Exercise:
Turn the paragraph of the forum thread below that begins "The Quad Core processor from intel" into a short bulleted list that keeps its main claims.

Page text:
----
The Quad Core processor from intel is not realy "Quad Core". It's just 2 C2D processors combined together. So, if one of the C2D needs to talk to the other C2D, it needs to come out of the CPU core, get onto the FSB and then go back into the other C2D, this not only eats up your FSB but also decreases the performance of what a qaud core should really be. As soon as Intel releases the true Quad core on a single chip, then you can consider going for that. Because the C2Q as of now are like the fake Dual core Pentium D processors that Intel sold. Intel infact is so good at marketing that it even makes virtual cores appear as real physical cores to the customer! So, don't go with the hype of "Quad Core" when it is not really a true Quad core. I would suggest either you wait for intel to come out with true Quads or wait till AMD brings out theirs. AMD on the other hand has never tried to fool the consumer. When it calls it processor a dual core, it really is a dual core. And AMD was the first one to bring out true dual core procs, and they are going to be the first ones to bring out true quad cores. I'm quite sure once the Quad AMD procs get released this september, they will beat the sh** out of the C2Qs like the X2's bet the sh** out of the Pentium Ds.



			
				Harvik780 said:
			
		

> I read at the nvidia forums that currently core2quad wont give performance boost in games,but one should never believe what one says.I suggest u wait as the intel site suggests that core2quad processor available currently only support 1066MHz fsb.New line of quad core processors are coming out soon with 45nm fabrication and will support 1333MHz FSB.Anandtech has given info on the new line of processors from Intel and Amd.Also if u overclock the core2quad 6600 then u can easily leach out performance of ur 800Mhz DDR2 ram in Dual channel.
----
Given material:
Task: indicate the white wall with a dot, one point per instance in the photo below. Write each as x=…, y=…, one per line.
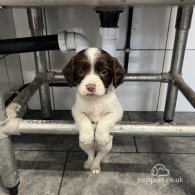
----
Correct output:
- Intel's Quad Core is not a true quad core. It is two C2D processors combined.
- When one C2D needs to talk to the other, the traffic leaves the CPU core, travels over the FSB and goes back into the other C2D. This uses up FSB capacity and lowers performance below what a quad core should give.
- The current C2Q chips are like Intel's fake dual-core Pentium D processors. Intel is said to market even virtual cores as real physical cores.
- The advice is to ignore the "Quad Core" hype and wait for a true quad core, either a single-chip one from Intel or AMD's.
- AMD has never tried to fool consumers. It was first with true dual-core processors and will be first with true quad cores.
- AMD's quad-core processors, due out this September, are expected to beat the C2Qs the way the X2s beat the Pentium Ds.